30 September is St Jerome’s Day and is also the United Nations International Translators’ Day. This is his story.
Jerome
Jerome was born as Eusebius Hieronymus Sophronius in the AD 340s in Stridon, Dalmatia, near the Adriatic Coast. The town was later destroyed by the Goths, and several places along the Adriatic coast now claim to be Stridon and Jerome’s birthplace.
He was of Illyrian ancestry, and his native tongue was an Illyrian dialect, which some scholars believe to be an early form of Albanian. Jerome was first educated by his father, who later sent him to Rome, where he studied Latin and Greek and excelled in classical literature and languages.
Conversion
While in Rome, Jerome became a Christian and was baptised by Pope Liberius sometime in the 360s. After his baptism, he pursued a life of asceticism, travelling throughout the eastern Roman Empire. Drawn to a more devout lifestyle, he spent time living as a hermit in Syria, where he devoted himself to spiritual discipline and scriptural study.
Biblical Scholarship
From AD 382, Jerome served as secretary to Pope Damasus I in Rome, during which he translated many important works. Recognising his skills, the Pope commissioned him to produce a reliable Latin Bible. Parts of the Bible already existed in Latin, but the Church wanted an authoritative version.
Jerome began by revising the Old Latin Gospels and translating from the Septuagint (the Greek translation of the Hebrew Scriptures). In AD 384, after Pope Damasus died, Jerome travelled to the Holy Land with Paula, where he continued his work, translating the Old Testament from Hebrew.
Paula
Although Jerome is often depicted as working alone, much of his translation work was done with the assistance of a Roman noblewoman named Paula.
Paula, a wealthy Roman citizen, was married to Senator Toxotius and had four children. After her husband’s death, she dedicated herself to prayer and established a religious community on the Aventine Hill in Rome. In AD 382, she met Jerome and became a strong supporter of his work.
Following the deaths of Pope Damasus and her daughter Blesilla, Paula travelled to the Holy Land with her surviving daughter, Eustochium. There, Jerome founded a monastery for monks, while Paula established a convent for nuns.
Paula learned Hebrew and collaborated with Jerome as his patron, editor, and critic. She financed the acquisition of biblical manuscripts and, along with Eustochium, reviewed Jerome’s translations. Both women were proficient in Hebrew, Greek, and Latin, and their input improved the final work.
The Latin Vulgate Bible, completed in AD 405, stands as one of history’s great biblical translations. It was very much the product of collaboration between Jerome, Paula, and Eustochium, though history has often overlooked the contributions of the women. Artistic depictions usually present Jerome as the solitary translator.

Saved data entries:
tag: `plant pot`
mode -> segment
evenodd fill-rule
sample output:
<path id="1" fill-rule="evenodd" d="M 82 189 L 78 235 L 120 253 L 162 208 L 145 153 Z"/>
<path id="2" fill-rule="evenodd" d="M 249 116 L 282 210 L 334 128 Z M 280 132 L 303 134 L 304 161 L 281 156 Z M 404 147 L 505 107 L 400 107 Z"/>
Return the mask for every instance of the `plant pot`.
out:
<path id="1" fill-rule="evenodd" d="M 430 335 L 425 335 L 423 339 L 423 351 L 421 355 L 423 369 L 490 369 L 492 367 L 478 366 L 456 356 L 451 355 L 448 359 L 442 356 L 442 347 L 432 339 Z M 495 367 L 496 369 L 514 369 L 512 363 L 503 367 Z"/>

Required tasks:
A) Answer these from the St Jerome text:
(i) Who baptized Jerome?
(ii) In what year was the Latin Vulgate Bible completed?
(iii) To whom was Paula married?
B) Please write what comes next in the St Jerome text, starting after its final paragraph.

Answers to the problems:
A)
(i) Pope Liberius
(ii) AD 405
(iii) Senator Toxotius

B)
Death and Burial
St Jerome died in Bethlehem on 30 September, around AD 420. He was buried beneath the Church of the Nativity, in what is now known as St Jerome’s Cave, a site still visited by pilgrims today.
In the 12th century, Jerome’s remains were moved to Rome, and his bones are now believed to rest in the Basilica of Santa Maria Maggiore.
Jerome and the Apocrypha
Jerome left an unexpected legacy in the formation of the Apocrypha. While translating the Old Testament, he first worked from the Septuagint but later consulted Hebrew texts.
Living in Bethlehem before the Islamic conquest, Jerome was able to study with Jewish scholars fluent in Hebrew. He discovered that certain books in the Septuagint were unknown to the Jews of the Holy Land, who used only Hebrew scrolls. In his prologues, Jerome noted which texts he had translated from Greek rather than Hebrew, calling them apocryphus (from the Greek ἀπόκρυφος, meaning “hidden” or “secret”).
Centuries later, Martin Luther, when translating the Old Testament into German, adopted Jerome’s classification and placed these texts in a separate section, “die Apokryphen.” The Geneva Bible followed this example, creating the English category “Apocrypha,” later used by the King James Version (KJV) and some modern editions such as the NRSV.
Over time, “apocrypha” and “apocryphal” came to mean “of doubtful authenticity,” though this was not Jerome’s intended sense. Since the late 1700s, many Protestant Bible publishers have omitted these books entirely, though they remain in Catholic and Orthodox editions.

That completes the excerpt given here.